Pourquoi et comment étudie-t-on les trous noirs ?

Décryptage Univers

Entre la première image de trou noir en 2019, les prix Nobel de physique récompensant des travaux sur les trous noirs en 2015 et 2020 et l’image du trou noir au centre de notre galaxie en 2022, ces objets célestes défraient la chronique depuis quelques années ! Mais malgré les progrès de la science, ils restent encore très mystérieux. Leur étude, au-delà de nous les rendre plus familiers, pourrait permettre de faire évoluer la théorie de la relativité générale et de mieux comprendre la formation des galaxies. Marta Volonteri, chercheuse CNRS à l’IAP1 et Thibaut Paumard, chercheur CNRS au LESIA2 , nous brossent le portrait de ces objets fascinants.

  • 1Institut d'astrophysique de Paris (IAP), Tutelles : CNRS / Sorbonne Université
  • 2Laboratoire d'études spatiales et d'instrumentation en astrophysique (LESIA – Observatoire de Paris), Tutelles : CNRS / Observatoire de Paris / Sorbonne Université / Université Paris Cité / CNES

« Le trou noir est certainement l’un des objets de l’Univers les moins bien connus, déclare Marta Volonteri. Comment se forme-t-il ? Comment se met-il à tourner ? C’est un domaine où on a beaucoup de théories mais peu de certitudes, ce qui le rend passionnant à étudier ! »

Un trou noir est un objet céleste qui piège toute forme de rayonnement. Cela est dû à sa compacité, c’est-à-dire à son rapport masse/taille très élevé, qui crée un champ gravitationnel si intense qu’aucun rayonnement ne peut s’en échapper. Cela est aussi valable pour la matière. On le dit « noir » car il ne peut ni émettre, ni diffuser de lumière. Il possède un « horizon des évènements » qui est la limite au-delà de laquelle on entre dans la zone de non-retour.

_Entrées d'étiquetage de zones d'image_
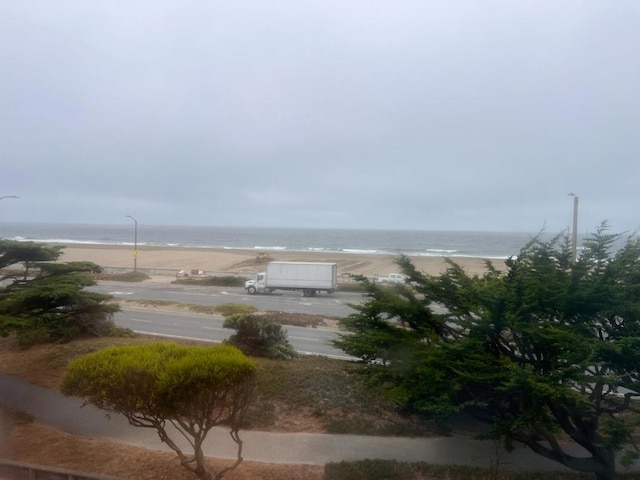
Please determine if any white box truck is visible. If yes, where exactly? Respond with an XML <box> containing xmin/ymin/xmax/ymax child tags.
<box><xmin>244</xmin><ymin>262</ymin><xmax>338</xmax><ymax>297</ymax></box>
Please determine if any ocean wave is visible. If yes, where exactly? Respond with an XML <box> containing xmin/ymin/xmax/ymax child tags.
<box><xmin>341</xmin><ymin>248</ymin><xmax>384</xmax><ymax>255</ymax></box>
<box><xmin>253</xmin><ymin>245</ymin><xmax>287</xmax><ymax>251</ymax></box>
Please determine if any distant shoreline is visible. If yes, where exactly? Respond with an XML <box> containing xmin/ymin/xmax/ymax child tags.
<box><xmin>55</xmin><ymin>243</ymin><xmax>505</xmax><ymax>276</ymax></box>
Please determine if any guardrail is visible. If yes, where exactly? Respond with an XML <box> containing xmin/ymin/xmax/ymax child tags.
<box><xmin>0</xmin><ymin>459</ymin><xmax>122</xmax><ymax>480</ymax></box>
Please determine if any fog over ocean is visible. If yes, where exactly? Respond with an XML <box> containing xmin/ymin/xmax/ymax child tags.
<box><xmin>0</xmin><ymin>221</ymin><xmax>588</xmax><ymax>258</ymax></box>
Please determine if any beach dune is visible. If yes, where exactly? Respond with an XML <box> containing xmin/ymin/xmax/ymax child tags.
<box><xmin>60</xmin><ymin>244</ymin><xmax>504</xmax><ymax>277</ymax></box>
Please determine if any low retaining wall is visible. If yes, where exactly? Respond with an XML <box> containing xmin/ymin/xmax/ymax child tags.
<box><xmin>0</xmin><ymin>459</ymin><xmax>121</xmax><ymax>480</ymax></box>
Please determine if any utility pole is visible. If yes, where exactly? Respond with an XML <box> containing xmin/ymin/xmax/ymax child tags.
<box><xmin>126</xmin><ymin>215</ymin><xmax>138</xmax><ymax>273</ymax></box>
<box><xmin>569</xmin><ymin>192</ymin><xmax>578</xmax><ymax>263</ymax></box>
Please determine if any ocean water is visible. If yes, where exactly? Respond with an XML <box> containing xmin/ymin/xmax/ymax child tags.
<box><xmin>0</xmin><ymin>222</ymin><xmax>568</xmax><ymax>259</ymax></box>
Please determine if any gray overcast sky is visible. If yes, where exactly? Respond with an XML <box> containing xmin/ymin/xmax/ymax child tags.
<box><xmin>0</xmin><ymin>0</ymin><xmax>640</xmax><ymax>233</ymax></box>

_EXERCICES_
• a. Traduisez en anglais cette phrase du texte sur les trous noirs : « On le dit « noir » car il ne peut ni émettre, ni diffuser de lumière. »
• b. D'après le texte sur les trous noirs, en quelle année a-t-on obtenu l'image du trou noir situé au centre de notre galaxie ?
• c. Poursuivez le texte sur les trous noirs à partir de sa dernière phrase.
Ces lignes ont une origine distincte de celle de l'extrait.

_RÉPONSES AUX EXERCICES_
• a. It is called "black" because it can neither emit nor scatter light.

• b. En 2022.

• c.
Il existe des trous noirs de différentes tailles. Les plus petits (de masse inférieure à deux fois la masse du Soleil) se seraient formés peu après le Big Bang, mais leur existence n’est pas encore confirmée à l’heure actuelle. Il y a ensuite les trous noirs de quelques masses solaires qui sont créés suite à l’effondrement gravitationnel d’une étoile massive. On parle de trous noirs stellaires. Enfin, les trous noirs au centre des galaxies ont une masse pouvant atteindre plusieurs milliards de fois celle du Soleil. Il s’agit de trous noirs supermassifs, comme celui au centre de la Voie lactée. Entre ces deux dernières échelles, il existerait des trous noirs de masse intermédiaire avec une masse de quelques milliers de masses solaires.

En 2017, des astronomes découvrent, au centre d’une galaxie située à 13,1 milliards d’années-lumière, un quasar (un trou noir entouré d’un amas de galaxies très lumineux). Le trou noir en son centre fait 800 millions de masses solaires. Ce géant, baptisé J1342+0928, est le plus lointain jamais détecté et donc le plus vieux puisque la lumière des galaxies qui l’entourent a mis 13,1 milliards d’années à nous atteindre. Il est donc presque aussi vieux que l’Univers (13,8 milliards d’années) ! Les trous noirs s’évaporent et finissent par disparaitre : les plus massifs sont donc aussi ceux qui durent le plus longtemps. « Ce sont des déchets de très longue durée, plaisante Thibaut Paumard. Comme ils ont une espérance de vie beaucoup plus longue que les autres objets célestes, on imagine qu’un jour l’Univers pourrait n’être qu’un vaste champ de trous noirs ».

Vue d’artiste du trou noir J1342+0928 © Robin Dienel / Carnegie Institution for Science

Les trous noirs étant invisibles, comment les a-t-on découvert ? Tout commence en 1783 avec l’astronome John Michell. Isaac Newton ayant supposé que la lumière est constituée de particules, Michell en conclut que la lumière devrait être soumise, comme toute particule, à la gravitation. C’est alors qu’il imagine des corps si compacts que leur champ de gravité attirerait la lumière et l’empêcherait de s’échapper. Autrement dit, des trous noirs, qu’il baptise « étoiles noires ». Il explique également que ces corps invisibles pourraient être détectés grâce aux effets de leur champ de gravité. Mais, dans la mécanique newtonienne, la gravitation n’est pas censée affecter la lumière et c’est pourquoi il faut attendre la relativité générale d’Einstein, au début du 20ème siècle, pour que le concept puisse être vraiment théorisé.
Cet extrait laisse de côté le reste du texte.